> **DESCRIPTION OF THE TASK**: The answer must consist of every line in the data that contains "jacket".

> **Natural-language object grounding data**:
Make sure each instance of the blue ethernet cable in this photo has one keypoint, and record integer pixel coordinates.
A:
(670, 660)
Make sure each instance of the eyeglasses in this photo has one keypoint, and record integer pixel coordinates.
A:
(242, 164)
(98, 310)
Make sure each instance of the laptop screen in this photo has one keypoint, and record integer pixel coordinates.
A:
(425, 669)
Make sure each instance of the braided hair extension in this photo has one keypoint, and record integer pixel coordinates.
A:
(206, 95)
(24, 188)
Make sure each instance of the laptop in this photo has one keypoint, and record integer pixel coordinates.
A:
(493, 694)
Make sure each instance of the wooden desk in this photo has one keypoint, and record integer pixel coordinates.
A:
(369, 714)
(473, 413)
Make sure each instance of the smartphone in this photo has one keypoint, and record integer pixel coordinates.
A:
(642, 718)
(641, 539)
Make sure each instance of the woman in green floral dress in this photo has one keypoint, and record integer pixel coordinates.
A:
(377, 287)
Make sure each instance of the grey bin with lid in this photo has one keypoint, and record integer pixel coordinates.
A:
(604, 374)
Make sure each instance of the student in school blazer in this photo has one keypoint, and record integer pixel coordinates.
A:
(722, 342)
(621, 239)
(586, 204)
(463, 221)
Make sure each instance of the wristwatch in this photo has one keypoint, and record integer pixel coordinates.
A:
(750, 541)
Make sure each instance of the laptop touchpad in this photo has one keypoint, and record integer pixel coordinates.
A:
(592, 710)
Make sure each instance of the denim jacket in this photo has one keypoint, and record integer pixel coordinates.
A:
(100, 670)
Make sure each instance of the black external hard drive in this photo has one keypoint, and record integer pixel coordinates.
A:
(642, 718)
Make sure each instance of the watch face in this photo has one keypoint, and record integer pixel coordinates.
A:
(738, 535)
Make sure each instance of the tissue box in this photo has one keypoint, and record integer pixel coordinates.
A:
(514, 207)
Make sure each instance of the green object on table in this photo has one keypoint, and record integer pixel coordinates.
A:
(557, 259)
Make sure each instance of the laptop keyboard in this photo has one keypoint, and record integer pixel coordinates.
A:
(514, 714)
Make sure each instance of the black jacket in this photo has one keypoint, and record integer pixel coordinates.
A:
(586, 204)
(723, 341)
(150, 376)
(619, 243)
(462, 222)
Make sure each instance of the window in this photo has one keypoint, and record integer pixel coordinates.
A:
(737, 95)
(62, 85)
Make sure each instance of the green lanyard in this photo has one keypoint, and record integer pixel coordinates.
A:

> **ANSWER FOR THE TASK**:
Make sure each instance of the denim jacket in this photo has one keypoint, and record integer pixel coordinates.
Make sure each instance of the black jacket in this photo has one keypoint, and record integer pixel coordinates.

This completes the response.